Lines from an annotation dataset
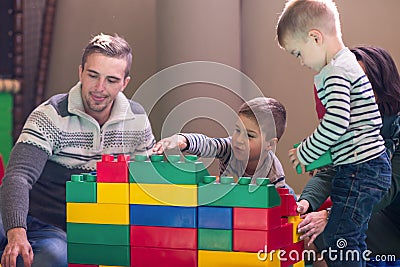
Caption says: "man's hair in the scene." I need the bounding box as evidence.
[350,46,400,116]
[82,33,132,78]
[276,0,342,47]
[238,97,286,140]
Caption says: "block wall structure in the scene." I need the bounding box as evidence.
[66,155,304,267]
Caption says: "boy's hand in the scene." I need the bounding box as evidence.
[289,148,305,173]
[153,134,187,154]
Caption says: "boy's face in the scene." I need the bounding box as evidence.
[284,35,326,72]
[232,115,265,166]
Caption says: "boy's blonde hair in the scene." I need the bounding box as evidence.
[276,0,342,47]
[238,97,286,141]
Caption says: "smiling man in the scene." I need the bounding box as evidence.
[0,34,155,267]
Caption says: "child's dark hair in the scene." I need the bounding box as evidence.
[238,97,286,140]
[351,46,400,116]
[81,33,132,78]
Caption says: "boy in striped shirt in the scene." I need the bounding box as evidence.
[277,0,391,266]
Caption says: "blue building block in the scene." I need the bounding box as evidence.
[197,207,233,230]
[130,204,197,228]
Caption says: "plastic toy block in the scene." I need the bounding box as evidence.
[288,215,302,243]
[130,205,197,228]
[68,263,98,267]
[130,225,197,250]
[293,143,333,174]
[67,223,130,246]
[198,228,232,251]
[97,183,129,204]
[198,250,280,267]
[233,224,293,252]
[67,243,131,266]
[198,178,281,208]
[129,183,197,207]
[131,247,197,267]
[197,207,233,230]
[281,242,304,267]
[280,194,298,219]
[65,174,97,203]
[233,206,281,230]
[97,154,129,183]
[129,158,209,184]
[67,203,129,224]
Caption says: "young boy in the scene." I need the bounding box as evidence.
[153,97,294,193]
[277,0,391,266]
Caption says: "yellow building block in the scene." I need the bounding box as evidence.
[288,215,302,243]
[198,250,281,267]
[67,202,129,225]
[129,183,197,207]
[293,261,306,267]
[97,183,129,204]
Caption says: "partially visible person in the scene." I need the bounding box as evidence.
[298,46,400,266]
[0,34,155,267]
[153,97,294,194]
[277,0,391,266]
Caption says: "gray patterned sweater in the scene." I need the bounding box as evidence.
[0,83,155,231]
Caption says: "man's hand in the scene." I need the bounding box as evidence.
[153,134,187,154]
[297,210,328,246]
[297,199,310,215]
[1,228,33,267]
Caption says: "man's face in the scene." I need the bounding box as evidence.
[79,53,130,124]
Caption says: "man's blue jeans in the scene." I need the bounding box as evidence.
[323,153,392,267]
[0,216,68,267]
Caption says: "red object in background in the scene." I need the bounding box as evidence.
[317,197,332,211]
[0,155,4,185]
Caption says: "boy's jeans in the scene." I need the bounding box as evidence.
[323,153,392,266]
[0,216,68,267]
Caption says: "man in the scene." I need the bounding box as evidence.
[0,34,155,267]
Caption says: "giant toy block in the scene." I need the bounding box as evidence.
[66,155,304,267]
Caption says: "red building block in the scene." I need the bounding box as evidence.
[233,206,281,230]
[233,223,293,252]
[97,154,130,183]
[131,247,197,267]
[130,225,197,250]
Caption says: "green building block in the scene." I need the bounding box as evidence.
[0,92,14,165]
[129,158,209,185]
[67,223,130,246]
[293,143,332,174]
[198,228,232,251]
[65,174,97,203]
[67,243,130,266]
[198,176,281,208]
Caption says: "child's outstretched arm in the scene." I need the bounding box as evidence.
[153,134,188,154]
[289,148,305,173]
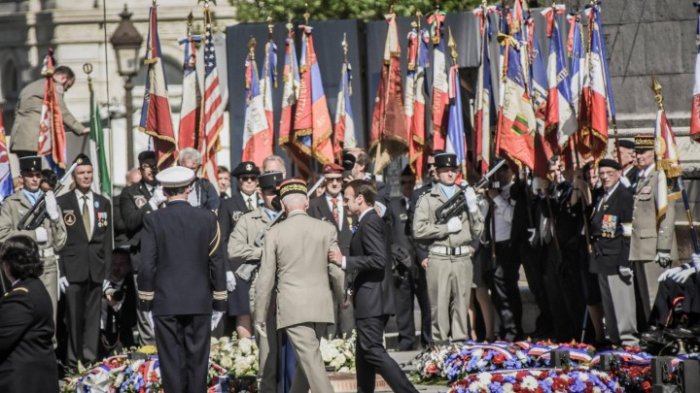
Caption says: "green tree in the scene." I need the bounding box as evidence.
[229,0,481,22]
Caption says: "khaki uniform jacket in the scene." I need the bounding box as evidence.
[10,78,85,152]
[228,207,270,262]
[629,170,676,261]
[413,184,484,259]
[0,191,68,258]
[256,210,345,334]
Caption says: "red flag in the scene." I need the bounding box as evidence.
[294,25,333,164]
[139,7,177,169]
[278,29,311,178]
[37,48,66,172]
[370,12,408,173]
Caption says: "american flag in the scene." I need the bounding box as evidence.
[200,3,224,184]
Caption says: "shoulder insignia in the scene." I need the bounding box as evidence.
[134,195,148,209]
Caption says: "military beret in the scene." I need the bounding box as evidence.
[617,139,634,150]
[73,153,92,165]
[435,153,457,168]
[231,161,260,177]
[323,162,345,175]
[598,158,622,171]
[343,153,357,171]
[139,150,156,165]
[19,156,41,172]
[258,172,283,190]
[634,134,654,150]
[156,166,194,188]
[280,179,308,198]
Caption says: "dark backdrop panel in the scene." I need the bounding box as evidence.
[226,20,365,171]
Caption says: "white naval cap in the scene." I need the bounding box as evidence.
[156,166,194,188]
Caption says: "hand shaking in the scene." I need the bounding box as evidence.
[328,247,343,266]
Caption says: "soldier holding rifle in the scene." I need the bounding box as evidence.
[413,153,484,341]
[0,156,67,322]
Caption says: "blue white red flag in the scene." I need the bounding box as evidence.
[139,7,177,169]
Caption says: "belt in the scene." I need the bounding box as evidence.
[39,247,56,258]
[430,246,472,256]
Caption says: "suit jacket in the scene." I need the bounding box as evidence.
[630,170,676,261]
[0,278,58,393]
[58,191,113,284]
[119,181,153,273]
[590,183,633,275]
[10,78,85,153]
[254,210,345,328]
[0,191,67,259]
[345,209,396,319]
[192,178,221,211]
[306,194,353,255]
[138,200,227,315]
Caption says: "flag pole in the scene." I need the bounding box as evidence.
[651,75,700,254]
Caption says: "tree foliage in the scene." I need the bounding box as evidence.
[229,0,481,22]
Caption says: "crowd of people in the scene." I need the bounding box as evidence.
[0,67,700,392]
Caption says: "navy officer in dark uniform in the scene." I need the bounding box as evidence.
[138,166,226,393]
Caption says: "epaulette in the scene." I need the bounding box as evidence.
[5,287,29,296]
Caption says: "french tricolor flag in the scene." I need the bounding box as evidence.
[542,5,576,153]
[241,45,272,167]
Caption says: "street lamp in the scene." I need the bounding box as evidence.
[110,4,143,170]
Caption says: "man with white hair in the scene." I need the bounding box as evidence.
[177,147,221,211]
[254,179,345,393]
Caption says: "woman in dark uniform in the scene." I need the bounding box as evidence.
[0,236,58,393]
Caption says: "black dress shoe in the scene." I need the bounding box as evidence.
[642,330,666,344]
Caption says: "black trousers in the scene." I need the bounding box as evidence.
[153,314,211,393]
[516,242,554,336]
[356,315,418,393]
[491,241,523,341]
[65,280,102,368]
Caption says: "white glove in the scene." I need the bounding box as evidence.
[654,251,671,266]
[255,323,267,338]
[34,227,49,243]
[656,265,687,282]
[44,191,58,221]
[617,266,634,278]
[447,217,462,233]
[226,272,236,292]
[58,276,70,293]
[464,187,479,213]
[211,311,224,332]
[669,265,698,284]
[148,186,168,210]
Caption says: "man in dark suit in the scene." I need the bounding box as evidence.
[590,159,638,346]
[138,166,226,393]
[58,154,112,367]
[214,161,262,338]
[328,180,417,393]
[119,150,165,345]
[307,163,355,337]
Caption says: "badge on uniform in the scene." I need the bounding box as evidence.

- What you will do
Starting at the beginning of the lines and ending at the line that contains "[232,115,265,166]", write out these lines again, requests included, with every bounding-box coordinate multiplied by 1.6 and rounded to a whole number, halves rounded up. Leave the pictures out of your answer.

- Output of the task
Caption says: "man's hair in the scene." I need the bounding box as evidence.
[560,74,640,186]
[131,53,211,125]
[442,0,547,75]
[381,155,458,224]
Caption says: "block wall structure in the scene." I need the bounding box as evidence.
[106,248,486,427]
Caption says: "boy's hand in the scene." I need the bounding box as evidence.
[462,237,488,277]
[245,214,299,246]
Caption says: "boy's face in the scene." I need the bounding box as evidence.
[454,56,522,115]
[371,184,424,266]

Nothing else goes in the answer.